SUPPLIED TEXT:
──────────

Lemma fact_tr_acc_mult : forall (n m : nat),
  fact_tr_acc n m = m * fact_tr_acc n 1.

The proof starts off relatively easy. Just before we get to the point of using the inductive hypothesis, we'll use a new tactic, replace, which replaces one expression with another, and generates a new subgoal requiring us to prove that the two expressions are in fact equal.

Proof.
  intros n m. induction n as [ | k IH].
  - simpl. ring.
  - replace (fact_tr_acc (S k) m) with (fact_tr_acc k ((S k) * m)).
    --

Unfortunately we're now stuck and unable to use the inductive hypothesis. The problem is that hypothesis is:
IH: fact_tr_acc k m = m * fact_tr_acc k 1
but the goal has the expression:
fact_tr_acc k (S k * m)
The left-hand side of the inductive hypothesis doesn't match that goal, because IH has just m, whereas the goal has S k * m.
But, looking at IH, there does seem to be hope. There's no reason IH needs to be "hard-coded" for a specific m. It really would hold for any m. The root of the problem is that we really want m to be univerally quantified in IH, but we already used intros to get rid of that quantification. So, let's start over, and not be so eager to introduce m.

Abort.

Lemma fact_tr_acc_mult : forall (n m : nat),
  fact_tr_acc n m = m * fact_tr_acc n 1.
Proof.
  intros n.
  induction n as [ | k IH].
  - intros p. simpl. ring.
  - intros p.
    replace (fact_tr_acc (S k) p) with (fact_tr_acc k ((S k) * p)).
    --

This time when we get here in the proof, the inductive hypothesis is more general than last time:
IH: forall m : nat, fact_tr_acc k m = m * fact_tr_acc k 1
And that means it's applicable, letting m be S k * p.
    
       rewrite IH. simpl. rewrite mult_1_r.

Now we'd again like to use IH, this time on the right-hand side, but rewrite IH just causes the left-hand side to change. We can help Coq figure out where we want to use IH by telling it what we want the universally quantified m to be; in this case, S k. The syntax for that is as follows:
       rewrite IH with (m := S k).

After that, the proof is quickly finished.

       ring.
    -- simpl. trivial.
Qed.

Using that lemma, we can successfully verify fact_tr:

Theorem fact_tr_correct : forall (n : nat),
  factorial_of n (fact_tr n).
Proof.
  intros n. unfold fact_tr.
  induction n as [ | k IH].
  - simpl. apply factorial_of_zero.
  - simpl. rewrite mult_1_r.
    destruct k as [ | m].
    -- simpl. rewrite <- mult_1_r.

──────────

[Stored data]
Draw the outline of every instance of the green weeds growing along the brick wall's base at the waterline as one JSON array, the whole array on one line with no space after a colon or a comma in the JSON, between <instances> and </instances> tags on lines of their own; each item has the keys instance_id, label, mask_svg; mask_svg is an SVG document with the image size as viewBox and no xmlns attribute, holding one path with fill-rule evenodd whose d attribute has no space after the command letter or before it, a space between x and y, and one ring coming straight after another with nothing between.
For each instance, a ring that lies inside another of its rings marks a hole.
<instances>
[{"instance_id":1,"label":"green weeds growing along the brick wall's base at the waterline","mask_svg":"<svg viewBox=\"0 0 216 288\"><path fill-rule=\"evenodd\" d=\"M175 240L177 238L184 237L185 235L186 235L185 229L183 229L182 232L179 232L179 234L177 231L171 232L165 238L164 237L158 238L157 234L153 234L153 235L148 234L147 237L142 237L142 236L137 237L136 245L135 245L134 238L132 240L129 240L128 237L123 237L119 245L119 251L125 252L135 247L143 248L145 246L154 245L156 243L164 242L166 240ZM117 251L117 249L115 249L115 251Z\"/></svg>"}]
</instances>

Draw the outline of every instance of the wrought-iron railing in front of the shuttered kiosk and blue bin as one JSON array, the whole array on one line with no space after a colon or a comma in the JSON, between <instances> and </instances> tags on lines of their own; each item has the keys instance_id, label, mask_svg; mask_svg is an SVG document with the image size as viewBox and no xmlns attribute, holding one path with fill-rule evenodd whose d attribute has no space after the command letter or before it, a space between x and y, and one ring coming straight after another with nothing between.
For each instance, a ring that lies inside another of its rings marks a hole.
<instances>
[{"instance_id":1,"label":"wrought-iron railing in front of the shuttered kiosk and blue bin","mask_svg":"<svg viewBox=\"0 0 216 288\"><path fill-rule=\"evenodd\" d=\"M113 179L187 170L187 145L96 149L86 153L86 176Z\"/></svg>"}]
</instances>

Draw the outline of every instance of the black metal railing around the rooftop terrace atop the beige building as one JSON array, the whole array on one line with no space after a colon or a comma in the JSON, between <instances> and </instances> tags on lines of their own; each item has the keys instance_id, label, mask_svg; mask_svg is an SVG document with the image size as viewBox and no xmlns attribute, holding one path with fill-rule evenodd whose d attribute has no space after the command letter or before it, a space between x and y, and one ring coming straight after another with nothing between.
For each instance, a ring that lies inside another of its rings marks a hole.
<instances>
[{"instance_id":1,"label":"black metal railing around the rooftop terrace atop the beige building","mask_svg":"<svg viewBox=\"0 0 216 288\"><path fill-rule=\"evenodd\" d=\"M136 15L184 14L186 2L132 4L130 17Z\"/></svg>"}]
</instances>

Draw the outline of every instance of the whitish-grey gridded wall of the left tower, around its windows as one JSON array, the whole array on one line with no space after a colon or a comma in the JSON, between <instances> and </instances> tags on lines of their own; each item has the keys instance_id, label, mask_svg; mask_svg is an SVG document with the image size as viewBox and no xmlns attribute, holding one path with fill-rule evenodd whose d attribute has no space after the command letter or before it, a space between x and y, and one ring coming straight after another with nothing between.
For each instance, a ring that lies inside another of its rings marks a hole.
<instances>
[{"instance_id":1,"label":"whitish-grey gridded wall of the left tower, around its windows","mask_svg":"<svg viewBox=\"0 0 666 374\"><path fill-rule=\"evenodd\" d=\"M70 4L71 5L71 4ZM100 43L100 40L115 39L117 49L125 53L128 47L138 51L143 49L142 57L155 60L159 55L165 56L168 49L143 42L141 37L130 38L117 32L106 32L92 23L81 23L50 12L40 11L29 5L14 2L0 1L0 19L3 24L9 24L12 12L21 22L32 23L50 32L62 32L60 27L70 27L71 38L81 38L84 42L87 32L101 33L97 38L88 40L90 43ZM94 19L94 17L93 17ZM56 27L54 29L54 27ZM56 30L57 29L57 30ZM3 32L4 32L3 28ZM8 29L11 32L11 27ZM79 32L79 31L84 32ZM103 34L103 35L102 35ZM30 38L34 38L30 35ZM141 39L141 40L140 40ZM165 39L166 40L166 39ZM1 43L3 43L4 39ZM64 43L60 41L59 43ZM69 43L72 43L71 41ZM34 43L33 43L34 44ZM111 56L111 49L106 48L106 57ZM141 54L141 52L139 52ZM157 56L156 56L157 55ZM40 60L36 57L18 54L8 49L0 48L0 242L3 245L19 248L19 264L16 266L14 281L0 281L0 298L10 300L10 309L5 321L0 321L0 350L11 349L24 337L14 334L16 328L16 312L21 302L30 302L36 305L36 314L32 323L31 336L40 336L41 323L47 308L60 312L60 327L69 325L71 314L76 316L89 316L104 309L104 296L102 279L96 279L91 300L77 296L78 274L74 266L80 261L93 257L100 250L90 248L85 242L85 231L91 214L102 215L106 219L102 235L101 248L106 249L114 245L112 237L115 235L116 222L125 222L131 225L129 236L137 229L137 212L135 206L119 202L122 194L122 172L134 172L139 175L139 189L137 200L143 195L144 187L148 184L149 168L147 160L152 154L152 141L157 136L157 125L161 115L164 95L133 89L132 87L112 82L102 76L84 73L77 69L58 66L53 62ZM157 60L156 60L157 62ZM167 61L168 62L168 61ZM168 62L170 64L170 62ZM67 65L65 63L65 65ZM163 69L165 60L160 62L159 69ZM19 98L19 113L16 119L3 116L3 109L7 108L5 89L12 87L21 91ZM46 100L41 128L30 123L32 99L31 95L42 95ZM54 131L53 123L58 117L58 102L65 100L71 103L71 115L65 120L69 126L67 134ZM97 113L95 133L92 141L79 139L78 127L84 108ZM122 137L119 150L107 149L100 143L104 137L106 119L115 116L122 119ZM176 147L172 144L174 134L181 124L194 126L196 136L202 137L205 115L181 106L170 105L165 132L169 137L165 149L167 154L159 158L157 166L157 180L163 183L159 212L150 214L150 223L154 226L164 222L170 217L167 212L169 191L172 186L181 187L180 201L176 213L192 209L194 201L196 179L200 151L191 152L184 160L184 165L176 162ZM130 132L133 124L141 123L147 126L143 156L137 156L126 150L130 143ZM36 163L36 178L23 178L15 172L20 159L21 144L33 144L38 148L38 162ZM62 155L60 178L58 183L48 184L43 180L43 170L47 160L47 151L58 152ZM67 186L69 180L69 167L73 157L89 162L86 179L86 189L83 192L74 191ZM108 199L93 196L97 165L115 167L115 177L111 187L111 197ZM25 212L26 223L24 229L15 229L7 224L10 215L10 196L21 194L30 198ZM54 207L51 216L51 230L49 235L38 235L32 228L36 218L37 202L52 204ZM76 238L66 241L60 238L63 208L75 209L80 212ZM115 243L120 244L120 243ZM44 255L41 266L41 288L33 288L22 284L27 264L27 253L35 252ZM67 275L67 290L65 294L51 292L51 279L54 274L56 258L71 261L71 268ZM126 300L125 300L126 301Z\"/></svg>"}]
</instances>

──────────

WORK INSTRUCTION 1:
Reproduce, word for word, the passage of the Coq proof walkthrough that opens with the words "- replace (fact_tr_acc" and closes with "has S k * m.".
WORK INSTRUCTION 2:
Based on the Coq proof walkthrough, why does the second attempt at the lemma introduce only n before starting induction, instead of introducing both n and m?
WORK INSTRUCTION 3:
Write the next part of the Coq proof walkthrough, picking up right after its final line.

OUTPUT 1:
- replace (fact_tr_acc (S k) m) with (fact_tr_acc k ((S k) * m)).
    --

Unfortunately we're now stuck and unable to use the inductive hypothesis. The problem is that hypothesis is:
IH: fact_tr_acc k m = m * fact_tr_acc k 1
but the goal has the expression:
fact_tr_acc k (S k * m)
The left-hand side of the inductive hypothesis doesn't match that goal, because IH has just m, whereas the goal has S k * m.

OUTPUT 2:
In the first attempt, intros n m fixed m, so the inductive hypothesis held only for that specific m. Its left-hand side, fact_tr_acc k m, could not match the goal's fact_tr_acc k (S k * m). When m stays universally quantified, the hypothesis holds for any m, so it can be applied with m set to S k * p.

OUTPUT 3:
       apply factorial_of_succ. apply factorial_of_zero.
    -- rewrite fact_tr_acc_mult.
       apply factorial_of_succ. assumption.
Qed.

Our hypothetical skeptic from before is not likely to be so skeptical of what we did here. After all, it's not so obvious that fact_tr is correct, or that it computes the factorial_of relation. Nonetheless, we have successfully proved its correctness.

Another Way to Verify Tail-Recursive Factorial

Our previous two verifications of factorial have both proved that an implementation of the factorial operation is correct. Our technique was to state a mathematical relation describing factorial, then prove that the implementation computed that relation.
Let's explore another technique now; a technique that can be easier to use. Instead of using the mathematical relation, let's just prove that the two implementations are equivalent. That is, fact and fact_tr compute the same function.
Before launching into that proof, let's pause to ask: what would it accomplish? The answer is that we'd be showing that a complicated and not-obviously-correct implementation, fact_tr, is equivalent to a simple and more-obviously-correct implementation, fact. So if we believe that fact is correct, we could then also believe that fact_tr is correct.
This technique of proving correctness with respect to a reference implementation is quite useful. (In fact, the verification of the seL4 microkernel used it to great effect.)
Without further ado, here is the theorem and its proof. It uses a helper lemma that we'll just go ahead and state first. You'll notice how much easier these are to prove than our previous verification of fact_tr!

Lemma fact_helper : forall (n acc : nat),
  fact_tr_acc n acc = (fact n) * acc.
Proof.
  intros n.
  induction n as [ | k IH]; intros acc.
  - simpl. ring.
  - simpl. rewrite IH. ring.
Qed.

Theorem fact_tr_is_fact: forall n:nat,
  fact_tr n = fact n.
Proof.
  intros n. unfold fact_tr. rewrite fact_helper. ring.
Qed.

That concludes our verification of the factorial operation.

Extraction

Coq makes it possible to extract OCaml code (or Haskell or Scheme) from Coq code. That makes it possible for us to
  • write Coq code,
  • prove the Coq code is correct, and
  • extract OCaml code that can be compiled and run more efficiently than the original Coq code.
Let's extract fact_tr as an example.

Require Import Extraction.
Extraction Language OCaml.
Extraction "fact.ml" fact_tr.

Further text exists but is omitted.